Assigned task: Please reproduce the data below exactly, from the first line to the last.

Data provided:
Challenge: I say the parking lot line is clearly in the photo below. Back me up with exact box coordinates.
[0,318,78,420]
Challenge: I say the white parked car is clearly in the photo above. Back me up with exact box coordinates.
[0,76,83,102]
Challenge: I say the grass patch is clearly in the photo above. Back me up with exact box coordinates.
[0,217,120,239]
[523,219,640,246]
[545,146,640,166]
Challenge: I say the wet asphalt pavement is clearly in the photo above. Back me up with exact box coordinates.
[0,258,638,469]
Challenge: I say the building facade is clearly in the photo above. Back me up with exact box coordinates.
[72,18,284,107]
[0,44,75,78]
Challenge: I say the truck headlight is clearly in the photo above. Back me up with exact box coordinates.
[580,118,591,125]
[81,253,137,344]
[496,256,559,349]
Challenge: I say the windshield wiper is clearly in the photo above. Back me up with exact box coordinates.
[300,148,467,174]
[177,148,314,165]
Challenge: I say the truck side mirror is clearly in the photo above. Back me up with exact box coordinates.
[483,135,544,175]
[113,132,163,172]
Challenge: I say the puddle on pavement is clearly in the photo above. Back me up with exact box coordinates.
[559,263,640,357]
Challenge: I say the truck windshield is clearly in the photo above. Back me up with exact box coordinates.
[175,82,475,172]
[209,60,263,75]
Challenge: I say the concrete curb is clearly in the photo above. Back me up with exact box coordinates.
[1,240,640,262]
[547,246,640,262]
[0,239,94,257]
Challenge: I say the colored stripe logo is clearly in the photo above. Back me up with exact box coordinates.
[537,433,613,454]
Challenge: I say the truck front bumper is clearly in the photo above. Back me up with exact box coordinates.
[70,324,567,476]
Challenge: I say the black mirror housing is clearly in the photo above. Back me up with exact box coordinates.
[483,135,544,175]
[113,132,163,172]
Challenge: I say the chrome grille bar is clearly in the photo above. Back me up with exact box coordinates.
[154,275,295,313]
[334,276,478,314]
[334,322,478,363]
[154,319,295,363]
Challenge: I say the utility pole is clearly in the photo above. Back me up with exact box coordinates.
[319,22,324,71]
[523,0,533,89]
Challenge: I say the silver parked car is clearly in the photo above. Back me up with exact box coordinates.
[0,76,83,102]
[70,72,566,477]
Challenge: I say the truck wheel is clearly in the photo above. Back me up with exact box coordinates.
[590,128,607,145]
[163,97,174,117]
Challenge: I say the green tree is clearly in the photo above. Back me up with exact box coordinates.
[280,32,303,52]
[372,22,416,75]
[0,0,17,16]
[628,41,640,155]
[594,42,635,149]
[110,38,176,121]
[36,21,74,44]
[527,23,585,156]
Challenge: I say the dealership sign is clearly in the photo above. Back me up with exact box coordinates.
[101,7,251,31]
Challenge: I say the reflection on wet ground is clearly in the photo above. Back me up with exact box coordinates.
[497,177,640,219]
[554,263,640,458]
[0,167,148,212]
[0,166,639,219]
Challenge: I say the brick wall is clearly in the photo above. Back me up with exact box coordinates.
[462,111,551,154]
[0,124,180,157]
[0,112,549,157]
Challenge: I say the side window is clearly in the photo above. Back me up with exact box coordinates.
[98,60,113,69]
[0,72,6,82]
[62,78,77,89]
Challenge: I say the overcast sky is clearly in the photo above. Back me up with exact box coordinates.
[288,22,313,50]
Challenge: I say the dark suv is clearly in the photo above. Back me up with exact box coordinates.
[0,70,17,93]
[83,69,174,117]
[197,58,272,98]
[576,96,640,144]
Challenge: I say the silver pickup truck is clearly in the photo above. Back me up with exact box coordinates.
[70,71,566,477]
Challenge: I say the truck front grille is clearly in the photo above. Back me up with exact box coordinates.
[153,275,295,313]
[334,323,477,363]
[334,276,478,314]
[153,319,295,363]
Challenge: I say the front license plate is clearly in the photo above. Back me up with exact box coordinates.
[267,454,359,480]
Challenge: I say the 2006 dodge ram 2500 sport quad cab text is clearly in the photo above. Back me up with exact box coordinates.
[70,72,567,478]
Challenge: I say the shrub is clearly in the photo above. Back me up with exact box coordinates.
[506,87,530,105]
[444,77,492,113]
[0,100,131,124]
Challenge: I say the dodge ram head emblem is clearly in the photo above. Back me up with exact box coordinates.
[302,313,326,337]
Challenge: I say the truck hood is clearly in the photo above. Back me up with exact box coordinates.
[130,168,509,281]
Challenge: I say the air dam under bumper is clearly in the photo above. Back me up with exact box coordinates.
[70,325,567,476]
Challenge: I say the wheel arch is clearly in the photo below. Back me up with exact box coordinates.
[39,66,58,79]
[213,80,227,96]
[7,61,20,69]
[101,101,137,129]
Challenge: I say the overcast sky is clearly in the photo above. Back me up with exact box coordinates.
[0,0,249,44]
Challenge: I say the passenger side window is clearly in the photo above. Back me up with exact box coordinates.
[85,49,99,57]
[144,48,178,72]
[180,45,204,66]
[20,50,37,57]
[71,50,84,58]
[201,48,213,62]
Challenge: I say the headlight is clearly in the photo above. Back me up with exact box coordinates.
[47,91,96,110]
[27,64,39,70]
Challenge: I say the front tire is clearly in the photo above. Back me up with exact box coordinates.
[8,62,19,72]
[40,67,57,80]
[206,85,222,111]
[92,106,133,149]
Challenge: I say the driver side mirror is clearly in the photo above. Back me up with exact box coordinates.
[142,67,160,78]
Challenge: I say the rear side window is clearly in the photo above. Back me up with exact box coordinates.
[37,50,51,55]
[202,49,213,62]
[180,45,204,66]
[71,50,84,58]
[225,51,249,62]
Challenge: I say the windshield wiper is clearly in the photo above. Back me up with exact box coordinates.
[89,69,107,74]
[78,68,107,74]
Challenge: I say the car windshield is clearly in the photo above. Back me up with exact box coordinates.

Solution to the problem:
Challenge: I say the parking lot line is clearly in the photo below. Back me up with exact box coordinates.
[0,318,78,420]
Challenge: I say the white parked car is clearly in the photo above. Back me up with exact box coordinates.
[0,76,83,102]
Challenge: I say the grass patch is clearly in the photo above. Back me up with exact box coordinates.
[0,217,120,239]
[523,219,640,246]
[545,146,640,166]
Challenge: I say the wet asphalt pavement is clearly in the photo above. Back me up with exact box coordinates.
[0,258,638,469]
Challenge: I say the building facade is clearly in the photo above. Back me up with exact box coordinates.
[72,18,284,107]
[0,44,75,78]
Challenge: I say the truck headlight is clearly in the photo above. Back me up with exact box coordinates.
[580,118,591,125]
[81,253,137,344]
[496,256,559,349]
Challenge: I say the windshield wiper is clearly in the photo above. Back me up with exact box coordinates.
[300,148,467,174]
[177,148,314,165]
Challenge: I say the truck side mirror is clearly in the photo above. Back me up with exact box coordinates.
[483,135,544,175]
[113,132,163,172]
Challenge: I say the puddle on pavement is clearly in the photo above. Back me up with exact box coordinates.
[559,263,640,357]
Challenge: I say the truck windshield is clearly in the photo above. Back me up with exact box coordinates.
[175,82,475,172]
[209,60,263,75]
Challenge: I say the concrete curb is clearly in the photo above. Back me up with exact box coordinates.
[1,240,640,262]
[547,246,640,262]
[0,239,94,257]
Challenge: I say the colored stripe logo is clearly in the photo above. Back me up with exact box coordinates.
[537,433,613,454]
Challenge: I say the truck front bumper is clearly in the photo above. Back me up with exact box coordinates.
[70,324,567,476]
Challenge: I say the black mirror housing is clearly in the photo above. Back me up with exact box coordinates.
[483,135,544,175]
[113,132,163,172]
Challenge: I say the chrome grille bar is clearly in the photo above. Back me up with exact box coordinates.
[154,275,295,313]
[334,276,478,314]
[334,322,478,363]
[154,319,295,363]
Challenge: I say the utility pole is clearly in the photo above. Back me up with exact box coordinates.
[319,22,324,71]
[523,0,533,89]
Challenge: I say the silver parked car is clearly in the photo above. Back me up with exact box coordinates.
[0,76,83,102]
[70,72,566,477]
Challenge: I say the truck wheel is clearly in the photo above. Back me up with exact box coordinates.
[590,128,607,145]
[163,97,174,117]
Challenge: I say the green tree is clearly in the photo above. Back me up with exact box coordinates.
[280,32,303,52]
[372,22,416,75]
[0,0,17,16]
[628,41,640,155]
[594,42,635,149]
[110,38,176,121]
[36,21,74,44]
[527,23,585,156]
Challenge: I say the dealership sign is clearly in the photo above. Back me up with exact box coordinates.
[101,7,251,31]
Challenge: I say the reflection on wet ground is clearly in the photo above. Back me up with exact box coordinates.
[497,177,640,219]
[554,263,640,458]
[0,167,148,212]
[0,166,639,219]
Challenge: I say the brick wall is clearly in the photo above. Back me up with exact box coordinates.
[462,111,551,154]
[0,124,180,157]
[0,112,549,157]
Challenge: I say the side window is clearly in the photo above. Back me up with exact box coordinates.
[98,60,113,69]
[0,72,6,82]
[62,78,77,89]
Challenge: I say the overcast sky is clearly in the photo above. Back me up with exact box coordinates.
[288,22,313,50]
Challenge: I say the dark suv is clearly in the photo above. Back me up with exact box coordinates.
[0,70,17,93]
[83,69,174,117]
[197,58,272,98]
[576,96,640,144]
Challenge: I say the silver pickup truck is clearly in the photo above. Back me up with exact box coordinates.
[70,71,566,477]
Challenge: I say the truck front grille is clearly in the photo above. Back me up with exact box coordinates.
[153,275,295,313]
[334,323,477,363]
[334,276,478,314]
[153,319,295,363]
Challenge: I say the front license plate is clearly in the photo above. Back me up with exact box coordinates.
[267,454,359,480]
Challenge: I say the 2006 dodge ram 2500 sport quad cab text is clearly in the photo above. Back me up with exact box coordinates.
[70,72,567,478]
Challenge: I say the shrub is clearly in the photo above. Back me up with exact box coordinates.
[506,87,530,105]
[444,77,492,113]
[0,100,131,124]
Challenge: I say the dodge ram head emblem is clearly in the photo above. Back me up with exact box coordinates.
[302,313,326,337]
Challenge: I say the truck hood is clearly in the photo above. Back me up with exact box coordinates.
[130,168,509,281]
Challenge: I say the air dam under bumper is clearly in the photo above. Back me up with exact box coordinates.
[70,325,567,476]
Challenge: I say the wheel arch is clearly in the photo below. Back me up with exact box coordinates.
[39,66,58,79]
[213,80,227,96]
[7,61,20,69]
[101,101,137,129]
Challenge: I say the overcast sky is clearly in the photo above. Back me up with exact box coordinates.
[0,0,249,44]
Challenge: I say the passenger side window is clearly in the photo above. Back me up with exact box coordinates.
[85,49,99,57]
[144,48,178,72]
[180,45,204,66]
[20,50,37,57]
[71,50,84,58]
[201,48,213,62]
Challenge: I say the headlight is clearly in the photo above. Back me up with exact box coordinates.
[47,91,96,110]
[27,64,39,70]
Challenge: I say the front tire is clearly in the photo above. Back me up with exact box coordinates.
[8,62,19,72]
[40,67,57,80]
[206,85,222,111]
[92,106,133,149]
Challenge: I say the driver side mirror is clearly in the photo above. Back me up with exact box coordinates.
[142,67,160,78]
Challenge: I say the rear side window is clearly in the photo above. Back me up with exact box coordinates.
[37,50,51,55]
[202,49,213,62]
[180,45,204,66]
[71,50,84,58]
[225,51,249,62]
Challenge: I say the windshield wiper is clearly in the photo above. Back me up with exact box coordinates.
[89,69,107,74]
[78,68,107,74]
Challenge: I say the car windshield is clearly in the photo above. Back me up with exact box coordinates.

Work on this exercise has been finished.